Text extract
===============

Since Abbas and Olmert last met in 2008, the situation has become even more complex. Netanyahu has rejected Israel’s pre-1967 frontier as a starting point for border talks and says east Jerusalem is not up for discussion.

There are also more settlers: The number of Israelis living in the West Bank and east Jerusalem has increased from 489,000 five years ago to around 530,000 in 2011, according to government figures. Settler officials recently put the current total at 568,000.

The Netanyahu government says it is largely building in east Jerusalem and West Bank “settlement blocs” it intends to keep — although is doubtful the Palestinians would sign off on such a map. And the Israeli anti-settlement group Peace Now says that under Netanyahu, more than one-third of settlement housing starts were deep inside the West Bank.

In a swap deal that falls somewhere between Abbas’ and Olmert’s proposals, well over 100,000 Israeli settlers would have to leave their homes.

Some in Israel warned that at the current rate of building, partition will soon be physically impossible.

Jerusalem expert Daniel Seidemann pointed to unilateral Israeli changes in the eastern sector of the city, sought by the Palestinians as a capital, in the past five years. Israel has significantly expanded its settlement there, effectively dictating the eventual borders — if the city is to be divided along ethnic lines, as the U.S. has proposed.

The foothold of Jewish settlers in east Jerusalem’s so-called holy basin, the area around major shrines of Judaism, Islam and Christianity, has “increased exponentially over the past five years,” Seidemann warned.

Meanwhile, the upheaval in Arab countries next door — civil war in Syria and Egypt’s revolution and military coup — is bound to harden Israel’s security demands of a future Palestine. Israel’s main concern is that the West Bank, which is currently relatively stable, could follow the path of the Gaza Strip and become a launching ground for rocket attacks. Israel pulled out of Gaza in 2005, and Hamas militants seized power there two years later.

Israel’s former national security adviser, Uzi Dayan, argued that Israel must retain a strong military presence, including troops, in the West Bank’s Jordan Valley on the border with Jordan for years to come. He said Israel must be able to control who enters the West Bank to keep out weapons and militants.

“There is huge uncertainty,” he said, referring to the dramatic changes in the region. “You don’t know what will happen in Jordan in two years. I can’t risk my future and my security on just hopes.”

Netanyahu’s office has said Israel will insist on an Israeli presence in the Jordan Valley and border controls that prevent an infiltration of militants. “The volatility, violence and instability we have seen over the last two years only strengthened the determination” to obtain solid security arrangements, Regev said.

For Palestinians, that’s a nonstarter. In previous rounds, they agreed to a demilitarized state and Israeli air force overflights and proposed that U.S.-led NATO troops patrol the border, but rejected continued Israeli control in the Jordan Valley.

Shaul Arieli, a former Israeli negotiator, said Abbas and Olmert had narrowed their gaps on a security deal, adding that of all the disputes on the table, “it was the easiest issue to agree on.”

Netanyahu adopted a difference stance, said Abbas aide Yasser Abed Rabbo. He said that Molcho, the Netanyahu envoy, told him two years ago that Israel wants to lease the Jordan Valley for 40 years and set up military bases there.

“And as we know, they would ask for secured roads to these military bases, and secured areas around these roads which make most of the area under their control,” Abed Rabbo said.

===============

Directive 1
Reproduce the rows verbatim, starting at the line that contains "subject: parked car" and ending at the line that contains "[[46,145],[40,131],[0,126],[0,248],[61,239]]", with both of those lines included.

===============

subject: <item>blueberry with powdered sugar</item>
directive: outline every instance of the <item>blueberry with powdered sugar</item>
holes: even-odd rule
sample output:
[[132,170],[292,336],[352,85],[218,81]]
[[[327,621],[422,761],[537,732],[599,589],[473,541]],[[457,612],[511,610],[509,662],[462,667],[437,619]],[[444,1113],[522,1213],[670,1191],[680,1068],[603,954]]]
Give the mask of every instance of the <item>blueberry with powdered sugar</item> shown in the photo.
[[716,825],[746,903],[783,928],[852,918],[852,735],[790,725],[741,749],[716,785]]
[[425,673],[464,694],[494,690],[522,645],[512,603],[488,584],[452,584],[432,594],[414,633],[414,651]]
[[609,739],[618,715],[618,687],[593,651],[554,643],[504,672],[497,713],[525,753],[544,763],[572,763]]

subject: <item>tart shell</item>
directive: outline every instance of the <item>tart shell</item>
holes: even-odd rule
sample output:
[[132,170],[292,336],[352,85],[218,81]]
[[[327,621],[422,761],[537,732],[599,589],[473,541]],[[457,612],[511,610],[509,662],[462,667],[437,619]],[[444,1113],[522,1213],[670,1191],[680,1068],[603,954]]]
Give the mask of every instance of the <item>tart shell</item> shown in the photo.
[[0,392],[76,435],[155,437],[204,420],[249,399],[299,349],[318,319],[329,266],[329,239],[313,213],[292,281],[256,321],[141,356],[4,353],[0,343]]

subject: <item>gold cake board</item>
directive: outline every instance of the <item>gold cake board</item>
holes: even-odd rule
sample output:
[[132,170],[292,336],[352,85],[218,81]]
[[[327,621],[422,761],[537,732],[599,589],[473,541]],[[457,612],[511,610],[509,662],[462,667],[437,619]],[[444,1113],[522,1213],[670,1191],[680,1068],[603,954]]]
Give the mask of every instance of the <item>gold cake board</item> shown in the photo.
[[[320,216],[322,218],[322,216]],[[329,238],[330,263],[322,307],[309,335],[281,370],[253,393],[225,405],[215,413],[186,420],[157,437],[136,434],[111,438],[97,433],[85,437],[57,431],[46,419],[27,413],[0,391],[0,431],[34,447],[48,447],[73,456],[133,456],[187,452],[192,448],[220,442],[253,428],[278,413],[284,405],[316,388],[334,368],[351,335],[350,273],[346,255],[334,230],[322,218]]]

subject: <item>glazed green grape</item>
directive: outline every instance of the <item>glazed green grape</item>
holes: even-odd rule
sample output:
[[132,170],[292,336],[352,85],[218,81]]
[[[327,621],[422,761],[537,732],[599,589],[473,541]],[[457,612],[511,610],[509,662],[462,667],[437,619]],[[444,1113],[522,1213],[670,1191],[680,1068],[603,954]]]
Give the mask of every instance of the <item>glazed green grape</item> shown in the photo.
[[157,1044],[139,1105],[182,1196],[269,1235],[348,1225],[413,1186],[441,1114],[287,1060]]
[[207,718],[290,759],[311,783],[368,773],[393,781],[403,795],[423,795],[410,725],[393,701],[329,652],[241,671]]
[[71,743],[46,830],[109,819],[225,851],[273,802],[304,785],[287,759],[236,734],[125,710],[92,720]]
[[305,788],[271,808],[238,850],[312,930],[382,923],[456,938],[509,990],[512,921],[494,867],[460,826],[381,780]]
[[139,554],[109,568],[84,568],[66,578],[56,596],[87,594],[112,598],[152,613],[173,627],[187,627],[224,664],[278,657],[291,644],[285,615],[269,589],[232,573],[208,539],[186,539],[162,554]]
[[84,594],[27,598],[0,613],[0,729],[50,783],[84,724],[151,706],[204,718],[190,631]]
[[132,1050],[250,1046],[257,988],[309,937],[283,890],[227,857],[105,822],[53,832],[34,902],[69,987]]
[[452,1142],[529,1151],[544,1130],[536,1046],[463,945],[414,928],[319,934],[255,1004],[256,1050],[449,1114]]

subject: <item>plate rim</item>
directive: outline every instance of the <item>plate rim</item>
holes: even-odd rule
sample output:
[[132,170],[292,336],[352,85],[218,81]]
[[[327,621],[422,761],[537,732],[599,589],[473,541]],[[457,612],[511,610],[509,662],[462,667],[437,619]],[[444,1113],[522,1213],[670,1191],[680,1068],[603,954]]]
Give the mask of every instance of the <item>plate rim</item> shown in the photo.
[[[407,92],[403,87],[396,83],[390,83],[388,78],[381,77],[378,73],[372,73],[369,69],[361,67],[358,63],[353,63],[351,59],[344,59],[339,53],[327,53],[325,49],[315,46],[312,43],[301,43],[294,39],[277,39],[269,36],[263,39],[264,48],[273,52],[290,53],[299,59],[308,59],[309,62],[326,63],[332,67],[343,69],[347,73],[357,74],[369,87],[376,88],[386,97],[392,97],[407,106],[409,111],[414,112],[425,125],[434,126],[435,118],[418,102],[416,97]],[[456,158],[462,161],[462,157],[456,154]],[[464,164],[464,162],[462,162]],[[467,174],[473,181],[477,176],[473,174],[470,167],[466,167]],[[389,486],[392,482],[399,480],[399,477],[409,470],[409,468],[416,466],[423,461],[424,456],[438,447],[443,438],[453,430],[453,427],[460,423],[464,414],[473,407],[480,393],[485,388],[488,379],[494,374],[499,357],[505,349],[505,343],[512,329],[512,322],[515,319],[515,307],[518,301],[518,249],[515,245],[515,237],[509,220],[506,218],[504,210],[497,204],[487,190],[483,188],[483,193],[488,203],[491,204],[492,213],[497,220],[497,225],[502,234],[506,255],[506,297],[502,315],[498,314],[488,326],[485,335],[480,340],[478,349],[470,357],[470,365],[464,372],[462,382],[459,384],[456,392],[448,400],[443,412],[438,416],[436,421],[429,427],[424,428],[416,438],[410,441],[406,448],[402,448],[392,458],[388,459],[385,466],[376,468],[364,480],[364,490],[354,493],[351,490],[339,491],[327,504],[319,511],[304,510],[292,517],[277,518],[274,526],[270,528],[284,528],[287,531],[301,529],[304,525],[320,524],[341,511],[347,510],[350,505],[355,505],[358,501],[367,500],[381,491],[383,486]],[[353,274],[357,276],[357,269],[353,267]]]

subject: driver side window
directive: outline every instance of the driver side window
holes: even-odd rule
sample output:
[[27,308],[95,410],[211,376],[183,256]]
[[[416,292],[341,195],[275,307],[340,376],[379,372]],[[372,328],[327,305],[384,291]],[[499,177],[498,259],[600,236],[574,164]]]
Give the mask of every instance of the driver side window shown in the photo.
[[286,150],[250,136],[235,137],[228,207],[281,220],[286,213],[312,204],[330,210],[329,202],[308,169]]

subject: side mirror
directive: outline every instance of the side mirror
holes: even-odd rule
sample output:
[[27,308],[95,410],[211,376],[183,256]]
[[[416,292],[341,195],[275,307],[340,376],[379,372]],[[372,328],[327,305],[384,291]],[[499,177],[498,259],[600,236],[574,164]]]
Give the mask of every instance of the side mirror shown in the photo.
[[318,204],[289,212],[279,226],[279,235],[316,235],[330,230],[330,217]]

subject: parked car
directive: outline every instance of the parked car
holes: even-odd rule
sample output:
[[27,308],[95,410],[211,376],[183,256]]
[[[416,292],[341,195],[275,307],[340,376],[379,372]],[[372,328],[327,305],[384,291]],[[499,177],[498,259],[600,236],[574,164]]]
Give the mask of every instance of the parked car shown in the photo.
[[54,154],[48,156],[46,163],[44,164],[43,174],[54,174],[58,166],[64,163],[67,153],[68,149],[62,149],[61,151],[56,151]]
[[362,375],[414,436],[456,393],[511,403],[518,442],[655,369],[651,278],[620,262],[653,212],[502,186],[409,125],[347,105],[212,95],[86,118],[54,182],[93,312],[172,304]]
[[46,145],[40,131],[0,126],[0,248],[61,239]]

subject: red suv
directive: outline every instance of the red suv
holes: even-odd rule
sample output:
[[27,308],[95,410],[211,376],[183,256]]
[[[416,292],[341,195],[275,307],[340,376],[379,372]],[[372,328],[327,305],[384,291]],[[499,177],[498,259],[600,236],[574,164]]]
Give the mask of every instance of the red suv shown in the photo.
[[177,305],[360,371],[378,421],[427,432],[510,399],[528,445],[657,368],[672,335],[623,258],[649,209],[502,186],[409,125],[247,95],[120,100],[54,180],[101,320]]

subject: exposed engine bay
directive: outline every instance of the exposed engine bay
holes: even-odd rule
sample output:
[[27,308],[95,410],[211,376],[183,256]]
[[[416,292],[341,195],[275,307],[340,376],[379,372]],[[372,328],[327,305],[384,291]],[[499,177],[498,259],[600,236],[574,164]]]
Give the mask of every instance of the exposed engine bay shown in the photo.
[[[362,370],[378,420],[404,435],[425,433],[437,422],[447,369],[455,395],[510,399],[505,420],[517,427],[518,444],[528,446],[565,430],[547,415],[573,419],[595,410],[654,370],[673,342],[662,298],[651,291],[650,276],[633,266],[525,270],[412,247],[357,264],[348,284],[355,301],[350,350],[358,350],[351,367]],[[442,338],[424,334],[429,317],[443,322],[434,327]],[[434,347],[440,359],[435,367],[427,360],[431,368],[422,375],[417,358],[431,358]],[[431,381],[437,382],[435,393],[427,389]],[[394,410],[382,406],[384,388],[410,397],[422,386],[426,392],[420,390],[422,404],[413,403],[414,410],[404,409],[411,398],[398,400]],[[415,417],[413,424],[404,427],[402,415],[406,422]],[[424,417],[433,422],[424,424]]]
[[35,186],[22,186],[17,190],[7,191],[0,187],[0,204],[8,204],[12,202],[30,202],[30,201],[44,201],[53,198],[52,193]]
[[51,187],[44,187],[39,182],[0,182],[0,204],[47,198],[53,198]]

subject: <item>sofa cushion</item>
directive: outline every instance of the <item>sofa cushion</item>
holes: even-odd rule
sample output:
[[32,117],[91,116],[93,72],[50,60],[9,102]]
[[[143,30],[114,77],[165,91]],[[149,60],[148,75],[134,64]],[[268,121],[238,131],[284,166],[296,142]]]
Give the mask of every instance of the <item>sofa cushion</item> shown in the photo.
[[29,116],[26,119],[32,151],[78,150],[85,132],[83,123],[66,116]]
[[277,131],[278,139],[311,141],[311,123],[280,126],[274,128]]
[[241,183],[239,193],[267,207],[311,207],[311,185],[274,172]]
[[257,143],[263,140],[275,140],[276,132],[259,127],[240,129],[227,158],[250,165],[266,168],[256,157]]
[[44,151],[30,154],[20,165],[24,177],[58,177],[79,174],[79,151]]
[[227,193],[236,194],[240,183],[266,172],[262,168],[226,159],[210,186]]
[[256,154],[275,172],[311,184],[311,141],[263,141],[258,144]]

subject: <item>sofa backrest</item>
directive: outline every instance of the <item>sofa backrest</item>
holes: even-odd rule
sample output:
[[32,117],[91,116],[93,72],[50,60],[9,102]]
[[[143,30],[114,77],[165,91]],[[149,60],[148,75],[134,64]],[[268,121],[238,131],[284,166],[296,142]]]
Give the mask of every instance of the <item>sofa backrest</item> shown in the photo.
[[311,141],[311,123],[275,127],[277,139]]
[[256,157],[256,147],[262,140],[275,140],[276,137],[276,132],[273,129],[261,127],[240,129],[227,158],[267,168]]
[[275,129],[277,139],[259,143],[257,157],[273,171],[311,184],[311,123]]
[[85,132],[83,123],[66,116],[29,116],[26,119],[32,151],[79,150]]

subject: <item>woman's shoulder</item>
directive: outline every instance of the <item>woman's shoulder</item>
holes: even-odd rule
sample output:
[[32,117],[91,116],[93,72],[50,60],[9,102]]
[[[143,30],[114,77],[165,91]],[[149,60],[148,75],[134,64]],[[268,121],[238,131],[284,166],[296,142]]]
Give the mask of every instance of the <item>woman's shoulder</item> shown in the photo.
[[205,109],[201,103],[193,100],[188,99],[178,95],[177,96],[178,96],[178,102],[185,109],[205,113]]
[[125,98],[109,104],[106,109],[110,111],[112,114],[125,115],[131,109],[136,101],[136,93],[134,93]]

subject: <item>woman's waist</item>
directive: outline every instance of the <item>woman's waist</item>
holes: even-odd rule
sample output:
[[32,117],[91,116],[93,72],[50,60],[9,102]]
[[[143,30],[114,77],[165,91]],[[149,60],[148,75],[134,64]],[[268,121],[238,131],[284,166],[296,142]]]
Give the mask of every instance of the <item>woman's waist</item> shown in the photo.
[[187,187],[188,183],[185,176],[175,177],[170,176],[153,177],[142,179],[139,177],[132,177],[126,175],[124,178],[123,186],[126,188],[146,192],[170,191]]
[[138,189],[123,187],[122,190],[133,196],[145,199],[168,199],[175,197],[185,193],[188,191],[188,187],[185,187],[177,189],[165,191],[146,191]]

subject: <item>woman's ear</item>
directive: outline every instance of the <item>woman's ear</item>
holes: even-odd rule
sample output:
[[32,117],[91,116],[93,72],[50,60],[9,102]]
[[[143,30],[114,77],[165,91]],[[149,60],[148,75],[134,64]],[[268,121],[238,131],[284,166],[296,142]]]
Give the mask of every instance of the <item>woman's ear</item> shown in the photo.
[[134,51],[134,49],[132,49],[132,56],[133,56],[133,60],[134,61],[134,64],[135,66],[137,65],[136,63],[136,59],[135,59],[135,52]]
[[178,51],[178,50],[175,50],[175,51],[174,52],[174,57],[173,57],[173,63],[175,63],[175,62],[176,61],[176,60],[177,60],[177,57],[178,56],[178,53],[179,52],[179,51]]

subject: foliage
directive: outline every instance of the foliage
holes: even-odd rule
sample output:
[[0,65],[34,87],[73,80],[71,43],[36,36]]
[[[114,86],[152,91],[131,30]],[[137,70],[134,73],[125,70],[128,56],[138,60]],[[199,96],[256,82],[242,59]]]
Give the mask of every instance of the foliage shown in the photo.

===============

Directive 2
In the article on Israeli-Palestinian talks, what length of lease on the Jordan Valley did the Netanyahu envoy reportedly say Israel wants?

Full answer 1
subject: parked car
directive: outline every instance of the parked car
holes: even-odd rule
sample output:
[[27,308],[95,410],[211,376],[183,256]]
[[[416,292],[341,195],[275,307],[340,376],[379,372]],[[372,328],[327,305],[384,291]],[[499,177],[498,259],[600,236],[574,164]]]
Give the mask of every instance of the parked car shown in the photo.
[[54,154],[48,156],[46,163],[44,164],[43,174],[54,174],[58,166],[64,163],[67,153],[68,149],[62,149],[61,151],[56,151]]
[[362,375],[414,436],[456,393],[511,403],[518,442],[655,369],[651,278],[620,262],[653,212],[502,186],[409,125],[347,105],[212,95],[86,118],[54,182],[93,312],[172,304]]
[[46,145],[40,131],[0,126],[0,248],[61,239]]

Full answer 2
40 years.